- Extrait -
⟨

Il fallait être un musicien doué pour remplacer l'imaginatif Brian Jones, mais aussi une personnalité discrète qui ne viendrait pas trop embêter le monopole Jagger-Richards. Nous sommes en 1969, et son arrivée se fait sur l'album Let It Bleed. C'est tout simplement l'un des tous meilleurs albums du groupe, qui doit pourtant succéder au magnifique Beggar's Banquet de 1968. Devant la virtuosité naturelle de Taylor, Richards décide de s'effacer, et de se concentrer sur les riffs et les rythmiques, laissant le jeune homme enluminer les mélodies. Il brille de mille feux sur l'album en direct Get Yer Ya-Ya's Out en 1970. Les vieilles scies stoniennes sont transfigurées, magnifiées : « Sympathy For The Devil », l'opéra-blues « Midnight Rambler »….

Keith Richards, malgré sa dépendance à l'héroïne, domine la composition. En roue libre, il s'imbibe de psychotropes, d'alcool, de blues et de country. Jagger apporte ses textes, mais contribue peu à la musique, car le seul avec qui Richards peut échanger des idées est Taylor. Toujours dans l'ombre, il n'hésite pas à sortir sa guitare et à improviser sur les idées produites, en apportant d'autres. Les soirées sont longues. Le groupe commence à travailler vers 22 heure, et ne s'arrête qu'au petit matin. C'est la période vampire, sur la riviera française. Sticky Fingers sort en 1971, le double Exile On Main Street en 1972. Le blues-rock domine la tonalité. Mick Taylor et son passage dans le groupe de John Mayall alimentent indiscutablement la musique des Rolling Stones, belle, pure, riche.

⟩

- Problème écrit 1 -
Les affirmations suivantes sont-elles conformes à l'extrait ? (a) Mick Taylor arrive dans le groupe en 1969, sur l'album Let It Bleed. (b) Jagger contribue beaucoup à la musique. (c) Le groupe commence à travailler le matin. Répondez par oui ou non en citant les mots décisifs de l'extrait.
- Problème écrit 2 -
D'après l'extrait, en quelle année sort le double album Exile On Main Street ?
- Problème écrit 3 -
Recopiez le passage de l'extrait qui va de « Keith Richards, malgré » jusqu'à « belle, pure, riche. » inclus.

- Lignes -
⟨

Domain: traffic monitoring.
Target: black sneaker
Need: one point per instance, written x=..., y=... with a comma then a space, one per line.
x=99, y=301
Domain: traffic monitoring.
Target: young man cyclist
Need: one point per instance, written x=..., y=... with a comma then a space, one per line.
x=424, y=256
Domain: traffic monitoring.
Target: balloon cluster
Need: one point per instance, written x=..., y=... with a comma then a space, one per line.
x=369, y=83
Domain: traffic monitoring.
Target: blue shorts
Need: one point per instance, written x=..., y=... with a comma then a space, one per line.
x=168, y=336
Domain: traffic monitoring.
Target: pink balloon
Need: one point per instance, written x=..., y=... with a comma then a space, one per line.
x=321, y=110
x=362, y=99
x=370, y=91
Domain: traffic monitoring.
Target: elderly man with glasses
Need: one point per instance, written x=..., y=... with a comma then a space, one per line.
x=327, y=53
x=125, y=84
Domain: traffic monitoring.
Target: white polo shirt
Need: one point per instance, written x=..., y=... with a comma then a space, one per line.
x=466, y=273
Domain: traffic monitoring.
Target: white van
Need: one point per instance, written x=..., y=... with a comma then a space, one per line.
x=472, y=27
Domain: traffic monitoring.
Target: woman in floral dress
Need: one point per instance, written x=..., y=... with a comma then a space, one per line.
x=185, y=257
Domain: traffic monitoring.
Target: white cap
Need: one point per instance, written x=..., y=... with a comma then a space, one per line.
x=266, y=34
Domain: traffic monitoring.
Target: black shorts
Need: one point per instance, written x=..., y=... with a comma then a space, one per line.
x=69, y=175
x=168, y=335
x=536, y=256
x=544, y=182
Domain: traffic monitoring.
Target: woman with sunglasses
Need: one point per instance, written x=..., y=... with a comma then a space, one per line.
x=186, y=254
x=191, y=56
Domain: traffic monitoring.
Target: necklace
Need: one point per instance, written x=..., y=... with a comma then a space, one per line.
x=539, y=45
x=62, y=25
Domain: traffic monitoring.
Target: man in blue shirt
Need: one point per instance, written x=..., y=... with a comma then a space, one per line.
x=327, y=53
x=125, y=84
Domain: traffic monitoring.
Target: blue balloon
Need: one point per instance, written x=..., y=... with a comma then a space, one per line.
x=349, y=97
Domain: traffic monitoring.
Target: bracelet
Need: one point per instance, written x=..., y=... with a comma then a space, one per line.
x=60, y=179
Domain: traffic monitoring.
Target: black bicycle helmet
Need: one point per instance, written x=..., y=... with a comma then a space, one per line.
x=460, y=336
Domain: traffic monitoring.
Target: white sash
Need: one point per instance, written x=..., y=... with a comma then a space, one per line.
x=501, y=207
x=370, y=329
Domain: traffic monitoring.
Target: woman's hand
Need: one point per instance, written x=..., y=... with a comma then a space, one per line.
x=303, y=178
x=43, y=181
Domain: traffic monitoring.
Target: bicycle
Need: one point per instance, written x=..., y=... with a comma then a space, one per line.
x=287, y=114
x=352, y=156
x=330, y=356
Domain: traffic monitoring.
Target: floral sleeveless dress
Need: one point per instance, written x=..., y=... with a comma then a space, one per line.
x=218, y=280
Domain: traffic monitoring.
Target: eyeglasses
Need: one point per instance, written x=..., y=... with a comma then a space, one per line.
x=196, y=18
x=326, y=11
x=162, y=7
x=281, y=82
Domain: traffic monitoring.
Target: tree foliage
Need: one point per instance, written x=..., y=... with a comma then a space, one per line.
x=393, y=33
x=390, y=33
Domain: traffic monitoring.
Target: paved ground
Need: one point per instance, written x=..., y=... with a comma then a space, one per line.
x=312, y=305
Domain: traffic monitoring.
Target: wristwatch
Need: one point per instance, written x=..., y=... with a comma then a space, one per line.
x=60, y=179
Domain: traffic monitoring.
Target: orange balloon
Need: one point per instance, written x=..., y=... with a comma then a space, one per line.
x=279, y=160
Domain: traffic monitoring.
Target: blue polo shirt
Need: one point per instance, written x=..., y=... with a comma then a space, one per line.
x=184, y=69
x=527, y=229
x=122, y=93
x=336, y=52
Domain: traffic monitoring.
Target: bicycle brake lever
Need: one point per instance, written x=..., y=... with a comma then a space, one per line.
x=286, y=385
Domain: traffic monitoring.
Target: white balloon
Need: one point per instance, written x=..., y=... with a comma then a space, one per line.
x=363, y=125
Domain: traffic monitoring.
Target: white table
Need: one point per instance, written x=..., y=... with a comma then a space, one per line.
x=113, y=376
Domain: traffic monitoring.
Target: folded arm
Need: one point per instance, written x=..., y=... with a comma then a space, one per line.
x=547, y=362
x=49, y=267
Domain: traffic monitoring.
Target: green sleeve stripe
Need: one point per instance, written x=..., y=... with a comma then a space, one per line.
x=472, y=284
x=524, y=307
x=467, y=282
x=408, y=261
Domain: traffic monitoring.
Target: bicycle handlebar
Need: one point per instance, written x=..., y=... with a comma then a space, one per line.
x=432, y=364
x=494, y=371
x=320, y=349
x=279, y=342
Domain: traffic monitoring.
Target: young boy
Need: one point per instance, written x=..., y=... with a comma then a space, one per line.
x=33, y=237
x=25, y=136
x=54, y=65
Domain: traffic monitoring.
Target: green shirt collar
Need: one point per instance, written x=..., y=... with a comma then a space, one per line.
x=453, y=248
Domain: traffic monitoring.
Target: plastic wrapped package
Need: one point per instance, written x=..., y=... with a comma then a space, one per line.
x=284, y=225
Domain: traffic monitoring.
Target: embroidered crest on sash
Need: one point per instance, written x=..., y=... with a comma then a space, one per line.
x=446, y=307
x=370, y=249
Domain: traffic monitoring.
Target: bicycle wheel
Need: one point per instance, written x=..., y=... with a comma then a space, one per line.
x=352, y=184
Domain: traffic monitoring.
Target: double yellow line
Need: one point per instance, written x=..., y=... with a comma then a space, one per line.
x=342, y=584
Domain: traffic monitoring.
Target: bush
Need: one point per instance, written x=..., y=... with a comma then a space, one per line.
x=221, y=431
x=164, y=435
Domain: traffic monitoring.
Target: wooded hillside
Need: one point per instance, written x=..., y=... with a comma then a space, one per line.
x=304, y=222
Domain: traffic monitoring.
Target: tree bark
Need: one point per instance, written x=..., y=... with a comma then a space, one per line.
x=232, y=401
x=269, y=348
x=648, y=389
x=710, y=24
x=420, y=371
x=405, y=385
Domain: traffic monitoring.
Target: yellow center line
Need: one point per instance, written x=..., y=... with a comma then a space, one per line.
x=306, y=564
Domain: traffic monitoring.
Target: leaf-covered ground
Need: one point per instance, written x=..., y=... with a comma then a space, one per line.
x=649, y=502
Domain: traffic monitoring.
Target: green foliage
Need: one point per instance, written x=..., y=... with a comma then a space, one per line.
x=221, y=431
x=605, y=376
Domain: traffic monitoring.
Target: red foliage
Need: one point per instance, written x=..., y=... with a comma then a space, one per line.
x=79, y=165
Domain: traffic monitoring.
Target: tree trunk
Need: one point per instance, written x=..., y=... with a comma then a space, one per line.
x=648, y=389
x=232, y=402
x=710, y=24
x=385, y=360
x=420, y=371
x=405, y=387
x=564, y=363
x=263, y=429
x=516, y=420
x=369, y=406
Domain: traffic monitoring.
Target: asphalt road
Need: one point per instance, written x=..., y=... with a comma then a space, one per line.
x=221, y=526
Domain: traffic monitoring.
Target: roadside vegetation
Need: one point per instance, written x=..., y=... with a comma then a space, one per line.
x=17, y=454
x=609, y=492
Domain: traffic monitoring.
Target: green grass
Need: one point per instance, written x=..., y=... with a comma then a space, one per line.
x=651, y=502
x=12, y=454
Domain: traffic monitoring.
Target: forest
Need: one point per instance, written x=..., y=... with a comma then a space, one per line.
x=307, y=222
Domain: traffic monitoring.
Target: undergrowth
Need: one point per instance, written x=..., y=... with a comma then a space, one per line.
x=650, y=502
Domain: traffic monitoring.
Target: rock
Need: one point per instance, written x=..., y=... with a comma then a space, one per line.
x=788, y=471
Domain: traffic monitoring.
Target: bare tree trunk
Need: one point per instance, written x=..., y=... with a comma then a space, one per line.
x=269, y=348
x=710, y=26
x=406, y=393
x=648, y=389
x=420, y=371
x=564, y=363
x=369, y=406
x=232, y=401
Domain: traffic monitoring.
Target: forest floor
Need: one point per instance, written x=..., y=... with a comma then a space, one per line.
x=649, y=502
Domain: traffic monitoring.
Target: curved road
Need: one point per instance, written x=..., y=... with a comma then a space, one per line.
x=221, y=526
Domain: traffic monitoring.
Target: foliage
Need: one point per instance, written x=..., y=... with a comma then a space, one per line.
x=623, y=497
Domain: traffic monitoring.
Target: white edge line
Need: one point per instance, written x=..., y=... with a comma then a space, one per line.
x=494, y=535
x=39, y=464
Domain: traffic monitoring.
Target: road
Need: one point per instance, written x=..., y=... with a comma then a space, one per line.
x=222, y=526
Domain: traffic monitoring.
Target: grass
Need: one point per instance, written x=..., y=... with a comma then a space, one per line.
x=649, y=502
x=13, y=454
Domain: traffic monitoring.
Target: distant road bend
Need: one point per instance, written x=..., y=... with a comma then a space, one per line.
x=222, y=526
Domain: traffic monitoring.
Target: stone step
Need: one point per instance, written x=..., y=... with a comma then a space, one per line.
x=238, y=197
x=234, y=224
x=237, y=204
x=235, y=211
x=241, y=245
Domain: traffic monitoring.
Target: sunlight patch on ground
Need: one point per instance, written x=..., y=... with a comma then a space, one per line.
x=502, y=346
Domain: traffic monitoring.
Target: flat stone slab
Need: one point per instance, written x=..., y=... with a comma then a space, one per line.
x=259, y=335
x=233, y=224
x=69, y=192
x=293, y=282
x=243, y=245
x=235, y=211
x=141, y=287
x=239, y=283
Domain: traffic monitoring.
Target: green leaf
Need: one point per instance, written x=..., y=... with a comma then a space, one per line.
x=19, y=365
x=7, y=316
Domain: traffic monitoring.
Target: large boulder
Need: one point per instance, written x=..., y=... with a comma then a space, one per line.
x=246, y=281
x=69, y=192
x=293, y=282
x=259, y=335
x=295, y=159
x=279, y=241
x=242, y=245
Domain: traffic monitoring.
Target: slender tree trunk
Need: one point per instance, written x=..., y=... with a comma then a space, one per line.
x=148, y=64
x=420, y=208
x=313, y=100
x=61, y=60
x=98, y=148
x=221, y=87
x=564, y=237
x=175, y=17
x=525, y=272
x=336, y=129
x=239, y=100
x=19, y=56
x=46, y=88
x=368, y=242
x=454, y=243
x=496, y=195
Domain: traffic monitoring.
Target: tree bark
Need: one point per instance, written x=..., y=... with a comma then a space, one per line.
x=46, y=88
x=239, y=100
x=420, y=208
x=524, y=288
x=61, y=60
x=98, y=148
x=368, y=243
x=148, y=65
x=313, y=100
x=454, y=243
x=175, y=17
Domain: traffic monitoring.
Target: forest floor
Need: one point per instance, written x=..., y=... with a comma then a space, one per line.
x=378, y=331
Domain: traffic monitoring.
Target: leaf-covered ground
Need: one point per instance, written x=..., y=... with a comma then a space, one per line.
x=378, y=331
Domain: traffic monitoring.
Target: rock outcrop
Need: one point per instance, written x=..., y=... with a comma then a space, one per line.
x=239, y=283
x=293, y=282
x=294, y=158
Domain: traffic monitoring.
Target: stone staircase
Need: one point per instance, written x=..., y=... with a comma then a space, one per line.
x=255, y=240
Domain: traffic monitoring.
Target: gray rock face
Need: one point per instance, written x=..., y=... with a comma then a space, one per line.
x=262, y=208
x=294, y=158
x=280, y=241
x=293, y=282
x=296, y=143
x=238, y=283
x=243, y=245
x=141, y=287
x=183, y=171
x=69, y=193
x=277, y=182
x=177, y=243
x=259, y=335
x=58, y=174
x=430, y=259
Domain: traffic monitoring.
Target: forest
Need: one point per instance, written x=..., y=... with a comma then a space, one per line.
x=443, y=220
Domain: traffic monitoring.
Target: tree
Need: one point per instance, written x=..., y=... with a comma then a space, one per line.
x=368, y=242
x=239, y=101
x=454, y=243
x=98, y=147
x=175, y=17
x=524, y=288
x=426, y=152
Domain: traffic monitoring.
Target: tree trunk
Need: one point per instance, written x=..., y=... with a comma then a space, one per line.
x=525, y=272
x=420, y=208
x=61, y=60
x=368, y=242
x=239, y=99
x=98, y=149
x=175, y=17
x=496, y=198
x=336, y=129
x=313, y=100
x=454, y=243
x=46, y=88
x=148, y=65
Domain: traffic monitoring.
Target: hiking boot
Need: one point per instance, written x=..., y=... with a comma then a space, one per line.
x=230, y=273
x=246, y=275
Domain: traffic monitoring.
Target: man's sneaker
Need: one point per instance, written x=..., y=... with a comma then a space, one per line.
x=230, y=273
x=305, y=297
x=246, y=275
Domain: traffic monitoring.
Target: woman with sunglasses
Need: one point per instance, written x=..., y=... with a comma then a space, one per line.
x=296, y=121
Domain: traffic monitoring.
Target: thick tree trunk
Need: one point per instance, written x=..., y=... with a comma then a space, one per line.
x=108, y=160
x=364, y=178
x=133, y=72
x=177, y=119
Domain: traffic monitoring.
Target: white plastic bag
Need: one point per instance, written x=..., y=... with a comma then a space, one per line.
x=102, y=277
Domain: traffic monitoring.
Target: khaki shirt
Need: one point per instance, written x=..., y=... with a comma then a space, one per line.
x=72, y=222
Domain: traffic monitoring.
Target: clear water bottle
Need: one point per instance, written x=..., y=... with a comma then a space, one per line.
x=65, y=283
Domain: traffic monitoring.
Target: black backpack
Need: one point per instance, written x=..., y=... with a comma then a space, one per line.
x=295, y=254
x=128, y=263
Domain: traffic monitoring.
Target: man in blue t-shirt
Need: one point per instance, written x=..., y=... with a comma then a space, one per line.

⟩

- Résultat 1 -
(a) Oui : « Nous sommes en 1969, et son arrivée se fait sur l'album Let It Bleed. »
(b) Non : « Jagger apporte ses textes, mais contribue peu à la musique »
(c) Non : « Le groupe commence à travailler vers 22 heure, et ne s'arrête qu'au petit matin. »

- Résultat 2 -
En 1972.

- Résultat 3 -
Keith Richards, malgré sa dépendance à l'héroïne, domine la composition. En roue libre, il s'imbibe de psychotropes, d'alcool, de blues et de country. Jagger apporte ses textes, mais contribue peu à la musique, car le seul avec qui Richards peut échanger des idées est Taylor. Toujours dans l'ombre, il n'hésite pas à sortir sa guitare et à improviser sur les idées produites, en apportant d'autres. Les soirées sont longues. Le groupe commence à travailler vers 22 heure, et ne s'arrête qu'au petit matin. C'est la période vampire, sur la riviera française. Sticky Fingers sort en 1971, le double Exile On Main Street en 1972. Le blues-rock domine la tonalité. Mick Taylor et son passage dans le groupe de John Mayall alimentent indiscutablement la musique des Rolling Stones, belle, pure, riche.